= Beginning of Section =

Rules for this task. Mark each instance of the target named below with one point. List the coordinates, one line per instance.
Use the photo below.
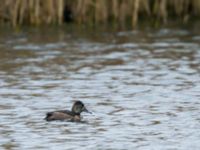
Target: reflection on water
(142, 87)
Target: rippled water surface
(143, 88)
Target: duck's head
(78, 107)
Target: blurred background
(135, 64)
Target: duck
(67, 115)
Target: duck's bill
(85, 110)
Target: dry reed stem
(36, 12)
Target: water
(142, 87)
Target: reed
(37, 12)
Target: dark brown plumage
(73, 115)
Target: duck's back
(59, 115)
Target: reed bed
(37, 12)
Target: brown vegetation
(36, 12)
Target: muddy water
(143, 88)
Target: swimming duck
(73, 115)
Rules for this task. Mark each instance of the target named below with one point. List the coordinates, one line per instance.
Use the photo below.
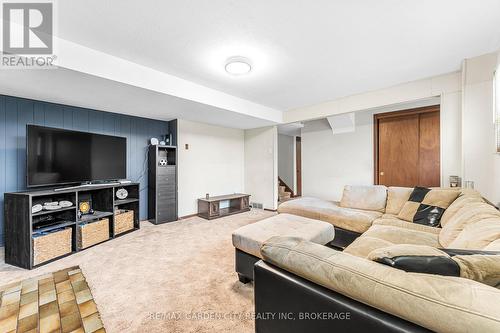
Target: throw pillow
(426, 206)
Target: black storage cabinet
(162, 180)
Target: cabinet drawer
(166, 171)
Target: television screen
(58, 156)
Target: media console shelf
(30, 236)
(223, 205)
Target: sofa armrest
(285, 302)
(438, 303)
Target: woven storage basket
(93, 233)
(51, 246)
(124, 221)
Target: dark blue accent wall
(16, 113)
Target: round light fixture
(238, 66)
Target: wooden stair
(285, 193)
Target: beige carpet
(176, 277)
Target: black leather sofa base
(244, 264)
(283, 300)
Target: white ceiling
(303, 52)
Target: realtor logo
(27, 28)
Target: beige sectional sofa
(468, 302)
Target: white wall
(403, 93)
(481, 162)
(214, 162)
(286, 159)
(261, 166)
(331, 161)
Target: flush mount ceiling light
(238, 66)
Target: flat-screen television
(58, 156)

= End of Section =

#### EXERCISE AIM:
Please reproduce the records above exactly, leaving out every picture.

#### WRITTEN SOLUTION:
Rules for this task. Mark each instance of the target named below with one point. List the coordinates, one line per instance.
Use the photo below.
Target: reflection on water
(142, 87)
Target: rippled water surface
(143, 88)
Target: duck's head
(78, 107)
Target: blurred background
(135, 64)
Target: duck
(67, 115)
Target: duck's bill
(85, 110)
Target: dry reed stem
(36, 12)
Target: water
(142, 87)
Target: reed
(37, 12)
Target: dark brown plumage
(73, 115)
Target: duck's back
(59, 115)
Target: reed bed
(37, 12)
Target: brown vegetation
(36, 12)
Target: muddy water
(143, 88)
Target: swimming duck
(73, 115)
Rules for this task. Mark each instance of the target named below with one point. List the coordinates, one line per instance.
Use the photo below.
Target: throw pillow
(426, 206)
Target: black storage cabinet
(162, 180)
Target: cabinet drawer
(166, 171)
Target: television screen
(58, 156)
Target: media console shelf
(30, 236)
(223, 205)
Target: sofa armrest
(285, 302)
(438, 303)
Target: woven storage basket
(93, 233)
(51, 246)
(124, 221)
Target: dark blue accent wall
(16, 113)
Target: round light fixture
(238, 66)
Target: wooden stair
(285, 193)
Target: beige carpet
(176, 277)
Target: black leather sofa base
(244, 264)
(283, 300)
Target: white ceiling
(303, 52)
Target: realtor logo
(27, 28)
Target: beige sectional sofa
(468, 302)
Target: white wall
(403, 93)
(481, 162)
(214, 162)
(286, 159)
(261, 166)
(331, 161)
Target: flush mount ceiling light
(238, 66)
Target: flat-screen television
(58, 156)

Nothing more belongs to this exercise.